------ Passage

After hearing that The Queensland Schools Animal Ethics Committee has released a new standard operating procedure strictly limiting the use of cane toads in classroom dissection, People for the Ethical Treatment of Animals has sent letters offering free dissection-simulation software to every school in the state.
In its letters, PETA – whose motto reads, in part, that "animals are not ours to experiment on" – points out that dozens of studies show that students who use non-animal biology teaching tools such as the popular Digital Frog virtual-dissection software learn as well as or better than their peers who dissect animals. Digital dissection also saves instructional time and money.
"Every student deserves the opportunity to learn about animals with the help of modern, state-of-the-art technology", says PETA Director of Campaigns Jason Baker. "PETA is ready to help Queensland schools replace cruel and archaic classroom animal dissection with software that is as humane as it is cost-effective."
The millions of animals used in school and university dissection may be obtained from animal shelters, come from biological-supply houses that breed animals or even be taken from the wild.
The U.S. National Science Teachers Association – the world's largest science education organisation – endorses the use of modern non-animal methods as replacements for animal dissection. Unlike crudely cutting apart chemically treated animal cadavers, highly interactive software programs teach students what animals' living bodies look like, and students can repeat lessons until they're proficient and confident.

------------
------ Supplied information

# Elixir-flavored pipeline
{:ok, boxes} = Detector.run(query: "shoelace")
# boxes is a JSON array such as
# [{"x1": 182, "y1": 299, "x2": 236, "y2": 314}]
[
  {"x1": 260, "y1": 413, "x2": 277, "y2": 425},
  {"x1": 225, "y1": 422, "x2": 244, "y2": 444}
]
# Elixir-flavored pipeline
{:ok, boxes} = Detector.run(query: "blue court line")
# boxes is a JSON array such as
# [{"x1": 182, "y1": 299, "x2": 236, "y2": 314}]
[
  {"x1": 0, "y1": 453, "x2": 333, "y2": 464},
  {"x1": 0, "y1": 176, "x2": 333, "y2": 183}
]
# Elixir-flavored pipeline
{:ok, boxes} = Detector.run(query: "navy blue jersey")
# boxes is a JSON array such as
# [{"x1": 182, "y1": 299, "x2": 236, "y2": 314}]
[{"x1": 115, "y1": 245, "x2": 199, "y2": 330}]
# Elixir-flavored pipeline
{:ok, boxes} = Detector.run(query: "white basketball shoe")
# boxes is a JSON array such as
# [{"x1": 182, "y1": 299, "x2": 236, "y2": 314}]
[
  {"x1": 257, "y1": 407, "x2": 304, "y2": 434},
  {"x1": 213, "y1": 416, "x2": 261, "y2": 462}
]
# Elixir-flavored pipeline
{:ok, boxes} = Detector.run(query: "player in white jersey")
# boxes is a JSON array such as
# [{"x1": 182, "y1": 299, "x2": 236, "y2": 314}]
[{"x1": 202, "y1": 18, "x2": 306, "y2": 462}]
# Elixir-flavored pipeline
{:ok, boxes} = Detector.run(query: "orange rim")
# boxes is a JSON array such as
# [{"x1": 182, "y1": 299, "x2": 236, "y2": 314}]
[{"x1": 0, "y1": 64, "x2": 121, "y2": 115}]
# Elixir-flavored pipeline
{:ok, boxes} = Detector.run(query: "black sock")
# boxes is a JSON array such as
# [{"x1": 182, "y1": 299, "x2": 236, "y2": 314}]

------------

§ Brief
Condense the news item's paragraph beginning "The U.S. National Science Teachers Association" into a short bulleted list that keeps its main facts.

§ Result below
- The U.S. National Science Teachers Association, the world's largest science education organization, endorses modern non-animal methods as replacements for animal dissection.
- Unlike cutting apart chemically treated animal cadavers, highly interactive software programs show students what animals' living bodies look like.
- Students can repeat software lessons until they are proficient and confident.